Exercise brief: Exactly the lines from the one containing "Where can the building with painted" through the end of the data below are to be reproduced, and nothing besides them.

Input for this task:
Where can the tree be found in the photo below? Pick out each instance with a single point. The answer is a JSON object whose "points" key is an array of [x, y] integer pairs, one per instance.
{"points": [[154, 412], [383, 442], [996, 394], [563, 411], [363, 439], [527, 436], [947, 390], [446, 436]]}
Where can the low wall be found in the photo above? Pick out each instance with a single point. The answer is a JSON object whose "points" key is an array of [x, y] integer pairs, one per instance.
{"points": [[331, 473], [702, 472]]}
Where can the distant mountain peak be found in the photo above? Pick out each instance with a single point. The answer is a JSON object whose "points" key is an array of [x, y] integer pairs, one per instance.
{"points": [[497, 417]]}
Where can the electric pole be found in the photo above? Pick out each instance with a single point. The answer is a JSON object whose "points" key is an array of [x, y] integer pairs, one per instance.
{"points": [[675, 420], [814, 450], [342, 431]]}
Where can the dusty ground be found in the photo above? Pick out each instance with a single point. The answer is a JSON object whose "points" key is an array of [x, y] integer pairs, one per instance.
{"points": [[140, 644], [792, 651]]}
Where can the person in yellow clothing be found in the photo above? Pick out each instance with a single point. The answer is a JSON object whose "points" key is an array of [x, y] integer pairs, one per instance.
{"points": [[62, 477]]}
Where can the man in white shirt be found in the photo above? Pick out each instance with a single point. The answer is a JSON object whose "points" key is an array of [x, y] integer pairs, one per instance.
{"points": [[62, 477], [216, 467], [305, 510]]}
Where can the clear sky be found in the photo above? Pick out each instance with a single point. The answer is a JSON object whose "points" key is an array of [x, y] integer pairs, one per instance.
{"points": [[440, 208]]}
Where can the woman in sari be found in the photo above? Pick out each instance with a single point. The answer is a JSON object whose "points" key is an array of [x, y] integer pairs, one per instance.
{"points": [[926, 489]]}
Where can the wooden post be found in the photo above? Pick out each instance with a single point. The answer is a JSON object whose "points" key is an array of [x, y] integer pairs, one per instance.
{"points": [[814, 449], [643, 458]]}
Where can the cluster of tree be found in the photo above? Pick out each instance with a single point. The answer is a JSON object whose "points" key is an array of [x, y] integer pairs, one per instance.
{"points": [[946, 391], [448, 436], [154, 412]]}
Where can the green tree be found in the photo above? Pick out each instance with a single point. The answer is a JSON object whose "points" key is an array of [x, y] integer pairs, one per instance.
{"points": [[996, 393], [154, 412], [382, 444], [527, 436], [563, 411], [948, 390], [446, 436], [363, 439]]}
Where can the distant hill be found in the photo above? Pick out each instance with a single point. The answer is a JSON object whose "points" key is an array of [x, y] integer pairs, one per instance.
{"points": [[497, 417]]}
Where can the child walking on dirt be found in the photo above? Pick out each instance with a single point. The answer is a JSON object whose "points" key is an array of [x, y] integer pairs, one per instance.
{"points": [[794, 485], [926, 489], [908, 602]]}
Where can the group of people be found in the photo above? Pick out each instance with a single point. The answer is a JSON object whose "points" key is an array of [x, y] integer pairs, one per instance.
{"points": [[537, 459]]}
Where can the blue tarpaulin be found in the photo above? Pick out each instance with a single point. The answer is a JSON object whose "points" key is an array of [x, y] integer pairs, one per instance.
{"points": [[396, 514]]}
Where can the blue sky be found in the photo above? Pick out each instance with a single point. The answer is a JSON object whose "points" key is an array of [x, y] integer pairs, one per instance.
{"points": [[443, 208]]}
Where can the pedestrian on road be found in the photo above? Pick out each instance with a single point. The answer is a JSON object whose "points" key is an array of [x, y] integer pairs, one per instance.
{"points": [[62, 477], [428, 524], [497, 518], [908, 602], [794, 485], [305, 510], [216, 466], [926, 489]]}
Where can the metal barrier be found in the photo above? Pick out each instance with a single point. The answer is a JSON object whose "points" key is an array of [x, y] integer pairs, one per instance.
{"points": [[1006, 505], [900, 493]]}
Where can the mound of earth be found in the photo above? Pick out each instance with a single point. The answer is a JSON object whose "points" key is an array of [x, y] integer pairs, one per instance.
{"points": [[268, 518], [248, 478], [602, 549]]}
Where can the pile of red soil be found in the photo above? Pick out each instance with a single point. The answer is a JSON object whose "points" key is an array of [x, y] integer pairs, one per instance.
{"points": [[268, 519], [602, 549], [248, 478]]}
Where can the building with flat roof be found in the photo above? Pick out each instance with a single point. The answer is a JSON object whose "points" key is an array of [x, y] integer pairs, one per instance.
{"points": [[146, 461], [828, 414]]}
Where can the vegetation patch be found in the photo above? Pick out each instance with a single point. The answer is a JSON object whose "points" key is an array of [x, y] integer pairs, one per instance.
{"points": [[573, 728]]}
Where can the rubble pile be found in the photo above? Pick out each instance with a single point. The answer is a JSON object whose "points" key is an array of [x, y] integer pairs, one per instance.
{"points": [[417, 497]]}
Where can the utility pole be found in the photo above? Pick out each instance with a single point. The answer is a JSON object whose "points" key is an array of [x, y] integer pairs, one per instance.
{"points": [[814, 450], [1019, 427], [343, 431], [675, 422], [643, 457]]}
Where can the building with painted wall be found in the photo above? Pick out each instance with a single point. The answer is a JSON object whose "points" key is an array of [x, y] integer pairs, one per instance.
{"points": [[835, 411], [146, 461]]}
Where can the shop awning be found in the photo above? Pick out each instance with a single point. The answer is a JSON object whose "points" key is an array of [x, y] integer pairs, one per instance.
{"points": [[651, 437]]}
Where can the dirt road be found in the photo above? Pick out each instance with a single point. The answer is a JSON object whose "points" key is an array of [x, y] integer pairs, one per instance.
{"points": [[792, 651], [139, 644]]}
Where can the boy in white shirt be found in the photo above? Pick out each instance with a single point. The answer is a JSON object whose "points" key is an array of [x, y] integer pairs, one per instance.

Complete output:
Where can the building with painted wall be found in the photo above? Pick out each instance with a single point. The answer is a JSON object whose "points" key is an array of [x, y] integer pairs, one per instance.
{"points": [[835, 411], [146, 461]]}
Where can the shop awning be found in the photo above? Pick out each instance with a single point. The answer is a JSON object whose "points" key is an array of [x, y] integer pairs, one per instance.
{"points": [[651, 437]]}
Where can the dirt road be found in the photo above? Pick out each instance with a single point. The answer is a JSON object whose "points" key is an array of [x, y] integer pairs, one per instance.
{"points": [[792, 651], [139, 644]]}
Where can the boy in white shirt be found in the photo above? Pick out each instance with a single point. The answer is a JSON object whose "points" key is an array of [x, y] integer pairs, one per instance.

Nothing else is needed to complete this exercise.